Write the entries out again in full and unchanged, dropping every image.

Photo-based referring expression data
==================================================

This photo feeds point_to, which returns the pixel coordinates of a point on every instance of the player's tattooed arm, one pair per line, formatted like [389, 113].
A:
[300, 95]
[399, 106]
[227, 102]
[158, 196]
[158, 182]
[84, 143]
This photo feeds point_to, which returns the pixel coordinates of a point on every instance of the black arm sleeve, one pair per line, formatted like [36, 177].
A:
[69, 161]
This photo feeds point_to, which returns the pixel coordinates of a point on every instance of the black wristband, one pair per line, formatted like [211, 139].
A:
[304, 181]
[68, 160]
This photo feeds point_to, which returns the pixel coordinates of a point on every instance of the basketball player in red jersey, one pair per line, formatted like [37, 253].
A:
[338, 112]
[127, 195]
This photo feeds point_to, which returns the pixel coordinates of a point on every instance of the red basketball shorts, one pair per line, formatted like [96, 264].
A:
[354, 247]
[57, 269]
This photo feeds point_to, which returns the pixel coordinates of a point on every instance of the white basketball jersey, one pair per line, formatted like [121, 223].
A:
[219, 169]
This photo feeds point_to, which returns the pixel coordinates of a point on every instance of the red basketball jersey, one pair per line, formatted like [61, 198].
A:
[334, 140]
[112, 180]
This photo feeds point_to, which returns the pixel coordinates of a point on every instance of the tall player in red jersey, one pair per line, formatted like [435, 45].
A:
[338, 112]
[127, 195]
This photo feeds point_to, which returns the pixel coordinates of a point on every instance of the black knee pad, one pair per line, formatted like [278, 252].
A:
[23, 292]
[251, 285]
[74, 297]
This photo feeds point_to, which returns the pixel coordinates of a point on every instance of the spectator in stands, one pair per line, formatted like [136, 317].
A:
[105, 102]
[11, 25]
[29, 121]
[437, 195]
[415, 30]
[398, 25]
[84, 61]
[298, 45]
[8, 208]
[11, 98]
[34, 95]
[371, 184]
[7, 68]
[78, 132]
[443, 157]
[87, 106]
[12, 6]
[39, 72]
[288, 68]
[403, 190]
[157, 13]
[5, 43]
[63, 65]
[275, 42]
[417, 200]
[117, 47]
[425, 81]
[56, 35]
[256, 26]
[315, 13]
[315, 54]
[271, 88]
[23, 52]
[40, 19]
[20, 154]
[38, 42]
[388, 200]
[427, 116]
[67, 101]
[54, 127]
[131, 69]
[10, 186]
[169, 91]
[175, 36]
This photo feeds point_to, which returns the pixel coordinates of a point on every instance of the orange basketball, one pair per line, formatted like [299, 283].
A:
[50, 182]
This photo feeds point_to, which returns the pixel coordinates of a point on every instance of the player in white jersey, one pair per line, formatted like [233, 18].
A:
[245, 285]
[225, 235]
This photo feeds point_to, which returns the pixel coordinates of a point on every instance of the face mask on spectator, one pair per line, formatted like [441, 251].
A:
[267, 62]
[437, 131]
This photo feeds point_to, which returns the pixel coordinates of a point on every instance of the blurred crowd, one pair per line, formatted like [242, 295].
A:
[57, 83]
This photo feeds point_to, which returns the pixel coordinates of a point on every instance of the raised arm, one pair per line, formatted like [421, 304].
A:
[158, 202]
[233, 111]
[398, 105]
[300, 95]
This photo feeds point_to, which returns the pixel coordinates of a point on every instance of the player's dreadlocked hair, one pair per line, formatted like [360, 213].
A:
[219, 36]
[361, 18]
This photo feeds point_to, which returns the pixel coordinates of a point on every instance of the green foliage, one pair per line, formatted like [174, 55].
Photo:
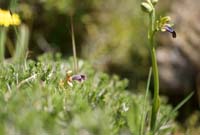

==================================================

### EXERCISE ANSWER
This photo feeds point_to, which returns the pixel coordinates of a point on every instance of the player's tattooed arm, one pair per line, formatted like [389, 113].
A:
[300, 95]
[399, 106]
[227, 102]
[158, 196]
[158, 182]
[84, 143]
This photo feeds point_to, which returns the pixel coordinates of a point on every instance of the black arm sleeve, one pair per line, formatted like [36, 177].
A:
[69, 161]
This photo feeds point_to, which returns the pixel coordinates of a point on every instance of the black wristband, one pair per line, formatted like [211, 139].
A:
[304, 181]
[68, 160]
This photo feeds point_to, which returns the pixel coordinates of a point on every instance of the basketball player in red jersey, one pair per line, formatted like [37, 253].
A:
[338, 112]
[127, 195]
This photo feeds point_to, which returns the pixel coordinates of a point on every instance of the red basketball shorts, one pair per line, formatted like [96, 264].
A:
[354, 247]
[57, 269]
This photo feeds point_to, which returns the pixel coordinates of a point on every instance of the white basketball jersey, one pair per line, formatted like [121, 223].
A:
[219, 169]
This photo feeds point_to, which returns the pixel coordinates of a point on every instance of the red basketball jersey, one pair per line, formatted like [61, 198].
A:
[334, 140]
[112, 180]
This photo feeds point_to, which returns the pixel coordinates of a point on every instance of the tall player in red jersey, one pair per line, formatted like [435, 45].
A:
[338, 112]
[127, 195]
This photo feeds point_to, which returns the pixel coordinates of a point on every instance of the black knee pad, one pair per line, formatted like [278, 252].
A:
[23, 292]
[251, 285]
[74, 297]
This photo feeds point_to, which returns the pixel coordinates of a point on every instance of the spectator in stands, one pair per line, formatted like [136, 317].
A:
[105, 102]
[11, 25]
[29, 121]
[437, 195]
[415, 30]
[398, 25]
[84, 61]
[298, 45]
[8, 208]
[11, 98]
[34, 95]
[371, 184]
[7, 68]
[78, 132]
[443, 157]
[87, 106]
[12, 6]
[39, 72]
[288, 68]
[403, 190]
[157, 13]
[5, 43]
[63, 65]
[275, 42]
[417, 200]
[117, 47]
[425, 81]
[56, 35]
[256, 26]
[315, 13]
[315, 54]
[271, 88]
[23, 52]
[40, 19]
[20, 154]
[38, 42]
[388, 200]
[427, 116]
[67, 101]
[54, 127]
[131, 69]
[10, 186]
[169, 91]
[175, 36]
This photo feeds point_to, which returns the pixel coordinates of a point on every instance of the orange basketball, one pair per line, formatted like [299, 283].
A:
[50, 182]
This photo feeds point_to, which returns the pixel coordinates of a point on every instance of the player in white jersey, one pair per line, formatted like [233, 18].
A:
[245, 285]
[225, 235]
This photo feeds point_to, which returns the pixel coordinates of a point on every instance of the face mask on spectator, one pair per line, formatted like [441, 251].
A:
[267, 62]
[437, 131]
This photo feeds point_to, which returns the pixel coordinates of a point on every instance of the blurred crowd, one pair per line, formatted like [242, 295].
A:
[57, 83]
This photo feeds point_to, which returns the pixel coordinates of a point on every instance of the raised arm, one pair per line, formatted like [421, 304].
A:
[158, 202]
[233, 111]
[398, 105]
[300, 95]
This photo feeds point_to, which returns the pixel coordinates of a point on every instance of the player's dreadlocked hair, one pair per line, formatted like [360, 213].
A:
[219, 36]
[361, 18]
This photo feeds point_to, which returns the pixel coordinates of a point on every instance of the green foliage, one pair per line, formatted like [174, 55].
Photo:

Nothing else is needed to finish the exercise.